Rename "instance outlines" to "object outlines" everywhere in the records below, and write out all the lines again with nothing else changed.
— BEGIN Raw records —
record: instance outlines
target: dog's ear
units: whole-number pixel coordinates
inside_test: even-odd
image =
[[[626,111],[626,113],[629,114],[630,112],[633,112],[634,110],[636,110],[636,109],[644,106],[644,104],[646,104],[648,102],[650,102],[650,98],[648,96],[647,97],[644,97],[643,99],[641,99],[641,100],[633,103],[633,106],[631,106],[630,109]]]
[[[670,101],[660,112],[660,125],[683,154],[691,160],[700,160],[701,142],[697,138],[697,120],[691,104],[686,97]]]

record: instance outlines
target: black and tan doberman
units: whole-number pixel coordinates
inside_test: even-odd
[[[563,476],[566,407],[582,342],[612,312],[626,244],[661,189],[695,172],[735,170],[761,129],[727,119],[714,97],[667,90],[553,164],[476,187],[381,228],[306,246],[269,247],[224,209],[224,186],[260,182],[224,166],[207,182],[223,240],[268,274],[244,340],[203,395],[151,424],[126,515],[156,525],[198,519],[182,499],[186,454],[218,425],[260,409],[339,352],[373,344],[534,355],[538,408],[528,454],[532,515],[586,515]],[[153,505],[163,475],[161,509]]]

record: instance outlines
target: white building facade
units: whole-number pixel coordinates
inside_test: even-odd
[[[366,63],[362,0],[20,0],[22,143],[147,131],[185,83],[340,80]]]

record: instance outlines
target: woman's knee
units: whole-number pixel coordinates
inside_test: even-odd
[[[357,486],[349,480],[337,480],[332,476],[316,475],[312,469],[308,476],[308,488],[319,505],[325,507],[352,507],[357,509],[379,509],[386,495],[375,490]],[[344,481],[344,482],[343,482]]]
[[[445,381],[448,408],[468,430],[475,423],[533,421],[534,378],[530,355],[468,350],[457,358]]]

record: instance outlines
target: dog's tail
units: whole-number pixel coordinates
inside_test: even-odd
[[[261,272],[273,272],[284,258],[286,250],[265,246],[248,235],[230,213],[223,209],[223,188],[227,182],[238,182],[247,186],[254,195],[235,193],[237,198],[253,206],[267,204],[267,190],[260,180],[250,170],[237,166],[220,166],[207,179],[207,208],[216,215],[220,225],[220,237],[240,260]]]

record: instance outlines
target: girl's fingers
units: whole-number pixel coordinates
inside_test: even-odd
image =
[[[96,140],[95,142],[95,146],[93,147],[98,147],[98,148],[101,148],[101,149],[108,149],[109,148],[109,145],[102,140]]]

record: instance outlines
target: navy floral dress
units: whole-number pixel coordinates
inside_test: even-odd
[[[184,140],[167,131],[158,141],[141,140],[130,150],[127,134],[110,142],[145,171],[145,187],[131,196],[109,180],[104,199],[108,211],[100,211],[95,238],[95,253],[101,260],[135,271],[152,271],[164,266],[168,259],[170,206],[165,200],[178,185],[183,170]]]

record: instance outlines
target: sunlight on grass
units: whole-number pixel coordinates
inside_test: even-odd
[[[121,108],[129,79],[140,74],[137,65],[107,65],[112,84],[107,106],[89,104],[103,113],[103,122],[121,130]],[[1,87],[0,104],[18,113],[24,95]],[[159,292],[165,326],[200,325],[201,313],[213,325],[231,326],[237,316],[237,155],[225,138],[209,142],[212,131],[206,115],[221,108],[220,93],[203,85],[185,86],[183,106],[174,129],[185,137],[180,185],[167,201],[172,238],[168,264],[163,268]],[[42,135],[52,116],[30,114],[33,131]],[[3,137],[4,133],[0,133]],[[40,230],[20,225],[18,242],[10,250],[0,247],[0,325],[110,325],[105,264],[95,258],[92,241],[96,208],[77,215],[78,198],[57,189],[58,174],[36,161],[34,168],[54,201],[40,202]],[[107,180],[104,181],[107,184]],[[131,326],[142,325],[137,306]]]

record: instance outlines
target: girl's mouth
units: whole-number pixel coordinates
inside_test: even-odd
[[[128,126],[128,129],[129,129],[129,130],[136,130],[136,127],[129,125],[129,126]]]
— END Raw records —
Answer for the task –
record: object outlines
target: dog's ear
units: whole-number pixel coordinates
inside_test: even-odd
image =
[[[626,111],[626,113],[629,114],[630,112],[633,112],[634,110],[636,110],[636,109],[644,106],[644,104],[646,104],[648,102],[650,102],[650,98],[648,96],[647,97],[644,97],[643,99],[641,99],[641,100],[633,103],[633,106],[631,106],[630,109]]]
[[[670,101],[660,112],[660,125],[683,154],[691,160],[700,160],[701,142],[697,138],[697,120],[691,104],[686,97]]]

record: object outlines
target: black and tan doberman
units: whole-number pixel coordinates
inside_test: even-odd
[[[563,476],[566,407],[582,342],[612,312],[626,244],[661,189],[695,172],[735,170],[761,129],[727,119],[714,97],[667,90],[553,164],[476,187],[381,228],[306,246],[269,247],[224,209],[224,186],[260,182],[224,166],[207,182],[223,240],[268,274],[244,340],[203,395],[151,424],[126,515],[156,525],[198,519],[182,499],[186,454],[218,425],[260,409],[339,352],[373,344],[534,355],[538,408],[528,454],[532,515],[586,515]],[[153,505],[163,475],[161,509]]]

record: object outlines
target: white building facade
units: whole-number pixel coordinates
inside_test: even-odd
[[[366,63],[362,0],[20,0],[22,143],[147,131],[185,83],[340,80]]]

record: object outlines
target: woman's knee
units: whole-number pixel coordinates
inside_test: even-odd
[[[357,486],[349,480],[337,480],[332,476],[316,475],[312,469],[308,476],[308,488],[319,505],[325,507],[352,507],[357,509],[379,509],[386,495],[375,490]],[[344,481],[344,482],[343,482]]]
[[[445,381],[448,408],[468,430],[475,423],[533,421],[534,378],[530,355],[468,350],[457,358]]]

record: object outlines
target: dog's tail
units: whole-number pixel coordinates
inside_test: even-odd
[[[261,272],[273,272],[284,258],[286,250],[265,246],[248,235],[230,213],[223,209],[223,188],[227,182],[238,182],[247,186],[254,195],[235,193],[237,198],[253,206],[267,204],[267,190],[260,180],[250,170],[237,166],[220,166],[207,179],[207,208],[216,215],[220,225],[220,237],[240,260]]]

record: object outlines
target: girl's fingers
units: whole-number pixel coordinates
inside_test: even-odd
image =
[[[96,140],[95,142],[95,146],[93,147],[98,147],[98,148],[101,148],[101,149],[108,149],[109,148],[109,145],[102,140]]]

record: object outlines
target: navy floral dress
units: whole-number pixel coordinates
inside_test: even-odd
[[[184,140],[167,131],[158,141],[141,140],[130,150],[127,134],[110,142],[145,171],[145,187],[131,196],[109,180],[104,199],[108,211],[100,211],[95,238],[95,253],[101,260],[135,271],[152,271],[164,266],[168,259],[170,206],[165,200],[178,185],[183,170]]]

record: object outlines
target: sunlight on grass
units: whole-number pixel coordinates
inside_test: even-odd
[[[121,108],[129,79],[140,74],[137,65],[107,65],[112,84],[107,106],[89,104],[103,113],[103,122],[121,130]],[[1,87],[0,104],[18,113],[24,95]],[[159,292],[165,326],[200,325],[201,313],[213,325],[231,326],[237,316],[237,155],[225,138],[209,142],[212,131],[206,115],[221,108],[220,93],[203,85],[185,86],[183,106],[174,129],[185,137],[180,185],[167,201],[172,238],[168,264],[163,268]],[[42,135],[52,116],[30,114],[33,131]],[[3,137],[4,133],[0,133]],[[40,230],[20,225],[18,242],[10,250],[0,247],[0,325],[110,325],[105,264],[95,258],[92,241],[96,208],[77,215],[78,198],[57,189],[58,174],[36,161],[34,168],[54,201],[40,202]],[[107,180],[104,181],[107,184]],[[131,326],[142,325],[137,306]]]

record: object outlines
target: girl's mouth
units: whole-number pixel coordinates
inside_test: even-odd
[[[128,126],[128,129],[129,129],[129,130],[136,130],[136,127],[129,125],[129,126]]]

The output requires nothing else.